* **SHORT PROBLEM**
Pull out every line of the items that contains the string "frame", and note that case matters.
BEGIN DATA SECTION
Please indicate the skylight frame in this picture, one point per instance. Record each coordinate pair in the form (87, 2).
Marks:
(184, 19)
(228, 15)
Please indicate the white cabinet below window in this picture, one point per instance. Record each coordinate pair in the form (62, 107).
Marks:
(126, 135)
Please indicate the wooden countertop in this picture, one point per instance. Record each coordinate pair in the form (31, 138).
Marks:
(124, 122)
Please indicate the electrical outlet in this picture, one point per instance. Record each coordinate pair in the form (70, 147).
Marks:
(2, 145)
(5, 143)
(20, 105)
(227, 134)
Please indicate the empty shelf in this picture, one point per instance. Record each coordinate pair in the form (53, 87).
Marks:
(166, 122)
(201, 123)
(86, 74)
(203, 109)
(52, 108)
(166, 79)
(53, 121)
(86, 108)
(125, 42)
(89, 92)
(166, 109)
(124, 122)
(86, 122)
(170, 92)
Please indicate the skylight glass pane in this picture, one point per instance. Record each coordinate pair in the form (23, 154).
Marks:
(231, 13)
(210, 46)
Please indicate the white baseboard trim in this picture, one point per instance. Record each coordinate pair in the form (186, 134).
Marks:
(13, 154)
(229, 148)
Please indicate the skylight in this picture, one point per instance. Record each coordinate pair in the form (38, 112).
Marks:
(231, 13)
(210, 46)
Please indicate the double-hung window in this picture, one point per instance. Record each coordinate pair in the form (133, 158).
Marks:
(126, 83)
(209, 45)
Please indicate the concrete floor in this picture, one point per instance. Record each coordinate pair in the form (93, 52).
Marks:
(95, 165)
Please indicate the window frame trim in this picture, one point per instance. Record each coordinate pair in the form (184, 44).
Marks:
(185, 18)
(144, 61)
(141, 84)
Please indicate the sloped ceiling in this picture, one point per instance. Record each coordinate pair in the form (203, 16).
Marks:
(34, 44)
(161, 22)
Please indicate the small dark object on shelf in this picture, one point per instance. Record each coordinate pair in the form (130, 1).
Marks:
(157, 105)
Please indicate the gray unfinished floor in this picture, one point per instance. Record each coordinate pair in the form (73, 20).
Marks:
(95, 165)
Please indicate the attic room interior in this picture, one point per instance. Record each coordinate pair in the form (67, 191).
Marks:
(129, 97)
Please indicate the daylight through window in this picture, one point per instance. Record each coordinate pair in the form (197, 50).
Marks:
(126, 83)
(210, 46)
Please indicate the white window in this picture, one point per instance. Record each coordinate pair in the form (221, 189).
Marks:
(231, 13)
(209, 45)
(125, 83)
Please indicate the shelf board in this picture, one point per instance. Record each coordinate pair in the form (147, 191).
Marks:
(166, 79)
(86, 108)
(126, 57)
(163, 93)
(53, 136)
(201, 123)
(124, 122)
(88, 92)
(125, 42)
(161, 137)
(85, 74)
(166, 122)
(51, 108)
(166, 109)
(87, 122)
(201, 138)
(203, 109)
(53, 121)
END DATA SECTION
BEGIN DATA SECTION
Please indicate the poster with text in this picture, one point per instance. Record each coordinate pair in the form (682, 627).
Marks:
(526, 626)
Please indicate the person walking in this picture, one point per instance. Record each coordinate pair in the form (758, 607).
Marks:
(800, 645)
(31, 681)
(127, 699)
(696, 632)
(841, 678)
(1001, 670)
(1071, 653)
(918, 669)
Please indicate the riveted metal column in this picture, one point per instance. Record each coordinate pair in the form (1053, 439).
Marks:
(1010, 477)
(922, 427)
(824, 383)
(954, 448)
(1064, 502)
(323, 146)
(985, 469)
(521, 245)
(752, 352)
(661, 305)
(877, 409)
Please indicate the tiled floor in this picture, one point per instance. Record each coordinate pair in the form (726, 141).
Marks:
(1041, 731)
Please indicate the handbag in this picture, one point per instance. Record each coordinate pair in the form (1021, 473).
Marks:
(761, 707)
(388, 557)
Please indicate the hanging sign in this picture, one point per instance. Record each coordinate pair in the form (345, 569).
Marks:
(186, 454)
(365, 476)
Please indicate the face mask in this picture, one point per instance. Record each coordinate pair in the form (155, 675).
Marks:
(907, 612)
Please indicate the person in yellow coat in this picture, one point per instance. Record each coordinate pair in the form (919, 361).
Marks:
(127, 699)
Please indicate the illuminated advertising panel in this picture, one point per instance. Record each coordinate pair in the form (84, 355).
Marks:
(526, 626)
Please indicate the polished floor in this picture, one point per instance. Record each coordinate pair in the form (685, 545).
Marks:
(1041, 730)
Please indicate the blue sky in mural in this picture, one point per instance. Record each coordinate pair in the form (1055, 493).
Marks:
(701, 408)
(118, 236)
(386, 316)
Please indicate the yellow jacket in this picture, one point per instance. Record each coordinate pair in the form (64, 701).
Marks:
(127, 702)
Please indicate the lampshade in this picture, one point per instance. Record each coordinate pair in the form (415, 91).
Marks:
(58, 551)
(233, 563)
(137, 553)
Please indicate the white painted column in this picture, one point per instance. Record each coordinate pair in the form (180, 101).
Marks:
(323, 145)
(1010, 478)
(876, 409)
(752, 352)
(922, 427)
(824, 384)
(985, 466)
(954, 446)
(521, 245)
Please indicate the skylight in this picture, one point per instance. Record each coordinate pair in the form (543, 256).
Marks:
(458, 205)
END DATA SECTION
* **CORRECT OUTPUT**
Please indicate the skylight frame in this picture, one point per instance. Record each coordinate pair in the form (87, 2).
Please indicate the window frame trim in this picture, one point per instance. Record each coordinate pair in the form (184, 44).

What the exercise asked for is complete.